==== DATA ====

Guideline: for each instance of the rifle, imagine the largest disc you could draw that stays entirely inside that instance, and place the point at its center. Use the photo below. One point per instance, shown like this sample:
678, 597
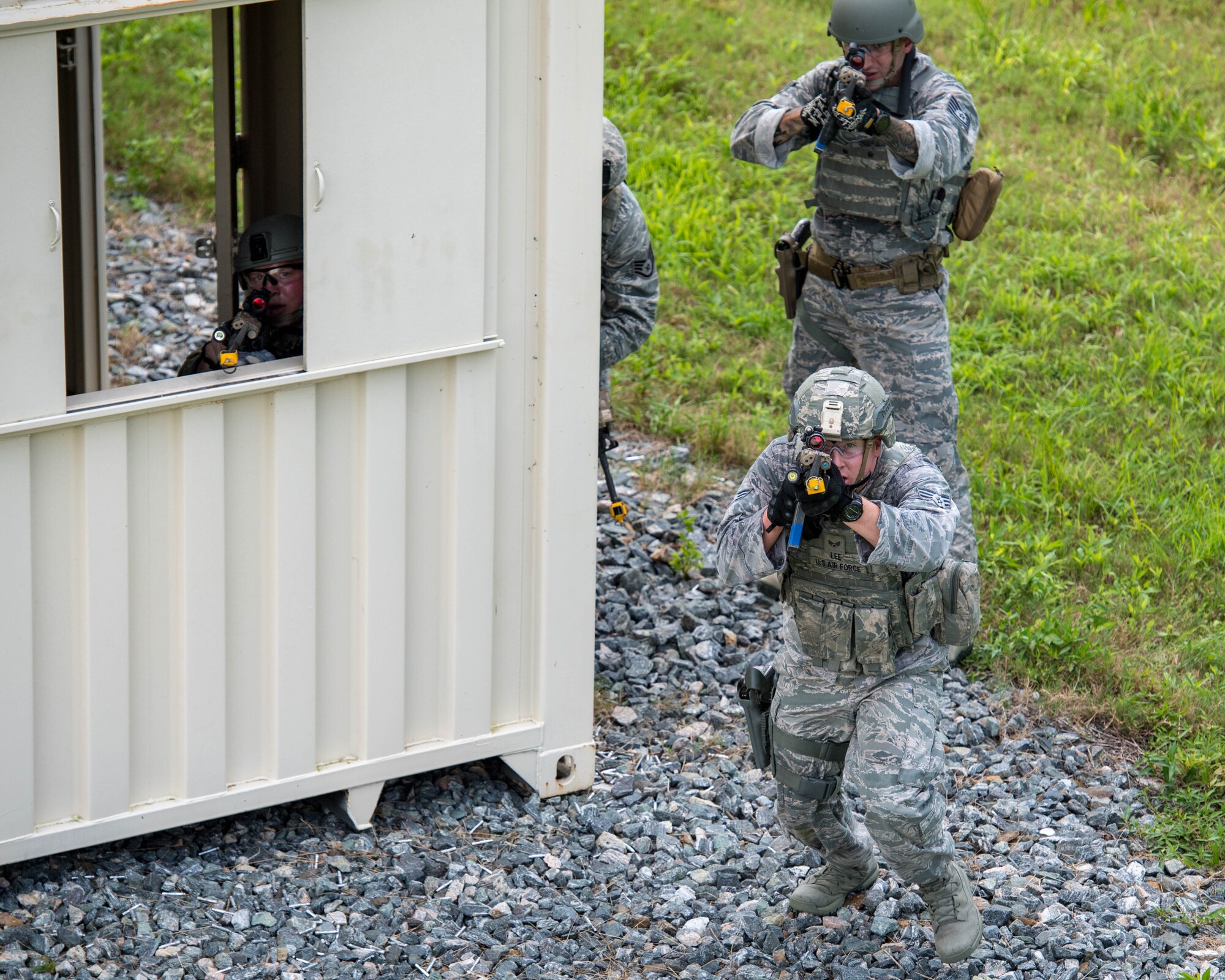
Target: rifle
809, 467
851, 75
617, 507
246, 326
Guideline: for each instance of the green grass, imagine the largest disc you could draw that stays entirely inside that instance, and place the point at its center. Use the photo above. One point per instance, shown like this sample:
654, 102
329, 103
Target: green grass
1088, 328
157, 83
1088, 322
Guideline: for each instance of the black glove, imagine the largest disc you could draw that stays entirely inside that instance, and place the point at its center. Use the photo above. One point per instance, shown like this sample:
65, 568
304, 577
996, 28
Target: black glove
782, 509
832, 502
815, 115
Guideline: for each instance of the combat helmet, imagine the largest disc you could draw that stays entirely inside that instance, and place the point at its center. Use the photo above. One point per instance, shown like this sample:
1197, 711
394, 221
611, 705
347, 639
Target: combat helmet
270, 242
845, 404
616, 157
875, 21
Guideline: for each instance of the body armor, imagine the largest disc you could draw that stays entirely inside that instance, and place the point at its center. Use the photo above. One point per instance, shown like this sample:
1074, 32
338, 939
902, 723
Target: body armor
854, 617
854, 178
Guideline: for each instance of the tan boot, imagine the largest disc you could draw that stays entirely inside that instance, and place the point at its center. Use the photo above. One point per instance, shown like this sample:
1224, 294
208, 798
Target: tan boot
955, 917
826, 889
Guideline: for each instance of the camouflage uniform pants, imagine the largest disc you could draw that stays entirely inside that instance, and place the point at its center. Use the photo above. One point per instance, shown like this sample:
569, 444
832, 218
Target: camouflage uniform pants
903, 344
895, 761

====

What is needed is a word-for-word restatement of the entries, minus any pictures.

> **ANSWER**
Guideline: for each instance of the rifle, imagine the largest disc you could draw that stays entirely inside that instance, and place the point at its center. Use the photo below. One point per instance, shown like this sample:
678, 597
Target: rifle
809, 467
851, 75
617, 507
246, 326
Guideline: for each instance of the green grass, imagine the largest disc you could draw that stays entirely inside that instance, and place the point at its center. Use the photo above. One point per instance, shown like this sample:
654, 102
329, 103
Target: green grass
1088, 328
157, 83
1088, 322
Guideline: for each instance of the black glove, imagine the largest disc you could draw that stays entirely inside that instance, and place the point at its center. Use the photo above. One point per instance, shown like this sample:
65, 568
304, 577
996, 28
Target: black glove
782, 509
832, 502
815, 115
Guideline: for each instance of the combat helmet, imagine the largest disc you could draw that stays entirely inside that instance, and place the point at its center. Use the photo above. One point per instance, shown like this sample:
1197, 711
394, 221
611, 705
347, 639
Target: combat helmet
270, 242
845, 404
616, 157
875, 21
Guideline: for each instance of the body armor, imagine the largest disc you could draw that stays entirely inside that instance, and place the point at its center. Use the photo above. One point per instance, shown like this sample:
1074, 32
338, 939
902, 723
Target: body armor
854, 617
854, 178
Guideline: for each instance of the tan boot, imagine the largest disc you could draw that stays entirely inside that instance, and place the point at its center. Use the photo above. One point per instance, shown like this sample:
1224, 294
208, 798
Target: tan boot
955, 917
826, 889
Guideline: for each instance of the camouflage uniform pants, imagine the largest disc you could draw that stays entirely inside that instance, and place the point at its center. Use the photo above. One point per instance, shown like this sample:
569, 444
832, 218
Target: camouflage uniform pants
903, 344
895, 761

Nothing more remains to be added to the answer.